Frank Orth's Penis Cooling Device.
Kellogg was even against excessive sex within a marriage, and any sexual acts that were "against nature." Legend has it that Kellogg even spent his honeymoon writing one of his books on abstinence.

In his campaign against masturbation, Kellogg drew upon contemporary scientific rumors of masturbation-related deaths, in "such a victim literally dies by his own hand." Many of his contemporaries joined him in the claim that masturbation caused cancer of the womb, urinary diseases, nocturnal emissions, impotence, epilepsy, insanity, as well as numerous other disabilities.

Kellogg set out to rehabilitate masturbators through extreme measures, including genital mutilation of both sexes. He advocated the circumcision of young boys without painkillers to curb masturbation, and the application of phenol to a young woman's clitoris. He produced cages for boys' genitals and electric shock therapy.

Provided material
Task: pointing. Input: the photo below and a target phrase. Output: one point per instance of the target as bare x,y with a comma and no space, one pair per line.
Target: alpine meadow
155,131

Work task A
Copy word for word the part of the Kellogg passage from "Frank Orth's Penis" up to and including "books on abstinence.".
Work task B
According to the Kellogg passage, what did Kellogg advocate applying to a young woman's clitoris?
Work task C
Continue the Kellogg passage from where it stops.
The data above come from a different source than the Kellogg passage.

Written response A
Frank Orth's Penis Cooling Device.
Kellogg was even against excessive sex within a marriage, and any sexual acts that were "against nature." Legend has it that Kellogg even spent his honeymoon writing one of his books on abstinence.

Written response B
Phenol.

Written response C
People, like me, pick on Kellogg because he is a recognizable figure, who promoted harmful ideas. In context, Kellogg's ideas were as commonplace as viagra is today. Out of context, circumcising a guy of any age to keep him from masturbating sounds barbaric, but today's widespread circumcision of boys began in the late-Victorian era for this reason.

Medical Reference
(28 September 1895).
As late as the 1860s, circumcision was viewed primarily as a Jewish practice, until doctors began to view it as a way of preventing men and boys from masturbating. One 1895 medical journal calls circumcision "the physician's best friend and ally" because it "provides immunity from after-reproach." The same medical journal claims:
...should there be any play the patient will be found to readily resume his practice, not begrudging the time and extra energy required to produce the orgasm. It is true, however, that the longer it takes to have an orgasm, the less frequently it will be attempted, consequently the greater the benefit gained.
This journal advocates early circumcision, but says that if performed before puberty, it might have to happen again! Yikes! It also greatly advocates circumcision on men over fifty because they are less likely to suffer "the mental depression" that was sometimes observed after the fact in younger patients. However, they felt that passed that age masturbation has little effect on a man's health.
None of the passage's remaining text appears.